_STATED PROBLEM_:
Update the records below by changing every "set a point" to "place a marker" and keeping everything else unchanged. Omit the pictures from your answer.

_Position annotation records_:
============================================================

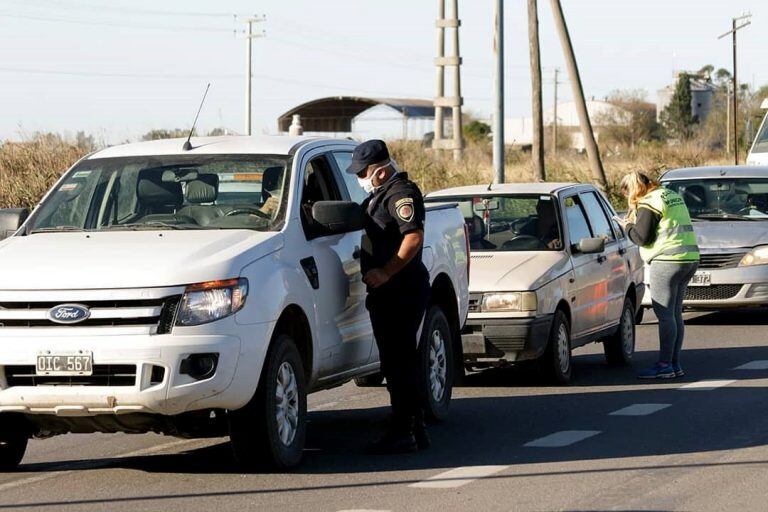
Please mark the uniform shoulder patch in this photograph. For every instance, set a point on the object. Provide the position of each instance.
(404, 209)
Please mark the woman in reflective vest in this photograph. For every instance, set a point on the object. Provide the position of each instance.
(659, 222)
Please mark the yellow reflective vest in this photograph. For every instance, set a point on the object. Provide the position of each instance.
(675, 240)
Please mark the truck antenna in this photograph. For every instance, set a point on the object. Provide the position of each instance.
(187, 145)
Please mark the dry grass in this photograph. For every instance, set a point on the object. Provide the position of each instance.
(29, 168)
(435, 170)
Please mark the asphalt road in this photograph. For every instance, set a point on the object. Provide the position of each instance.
(608, 442)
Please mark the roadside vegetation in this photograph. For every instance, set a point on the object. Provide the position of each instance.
(631, 140)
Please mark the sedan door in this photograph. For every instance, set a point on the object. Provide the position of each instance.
(587, 290)
(613, 268)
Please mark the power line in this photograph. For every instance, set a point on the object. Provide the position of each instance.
(120, 25)
(131, 10)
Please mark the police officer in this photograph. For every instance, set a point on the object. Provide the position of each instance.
(398, 288)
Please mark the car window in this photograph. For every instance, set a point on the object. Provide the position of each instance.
(356, 192)
(519, 222)
(601, 227)
(578, 228)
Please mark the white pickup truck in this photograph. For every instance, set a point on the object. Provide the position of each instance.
(203, 291)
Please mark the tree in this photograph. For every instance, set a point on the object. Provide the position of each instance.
(476, 131)
(677, 118)
(631, 122)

============================================================

_FULL SOLUTION_:
Please mark the uniform shoulder patch in this photograph. For every instance, place a marker on the object. Provide the position of each instance.
(404, 209)
Please mark the woman in reflective vest in this photograph. For every instance, place a marker on the object. Provide the position of each instance.
(659, 222)
Please mark the yellow reflective vest in this photograph. For every instance, place a marker on the object. Provide the position of each instance.
(675, 240)
Please mark the truck antenna in this photograph. For every instance, place a marker on the object. Provide the position of each instance.
(187, 145)
Please mark the dry grass in this photograph. For every instance, place a marker on the object. Provide the position of each instance.
(29, 168)
(435, 170)
Please mark the asphalt road in this photograph. For every instance, place a marker on the object. Provide the position of each instance.
(608, 442)
Please mark the roadside vegetation in this photograph. For every instance, place a marker on the object. Provide the position of each instance.
(631, 140)
Please mark the sedan door in this photograph. For every instance, place a marker on the object. Provide the position of each instance.
(587, 290)
(613, 268)
Please mark the power line in this photograph. For every instance, place a marker on the object. Provide the position of each instance.
(120, 25)
(131, 10)
Please mark the police officer in this photograph. For every instance, place a marker on the object. Provide the position of each instance.
(398, 288)
Please mark the car window in this photograph. For every instance, place a marker on the object. Provide the position of each instance.
(356, 192)
(519, 222)
(601, 227)
(578, 228)
Please mark the white pickup truck in this photograph. For every instance, place a marker on the object. Provide the position of each instance.
(203, 291)
Please mark the tree in this photograph. For every instance, place a marker on the object. Provide the position of each instance.
(476, 131)
(677, 118)
(631, 122)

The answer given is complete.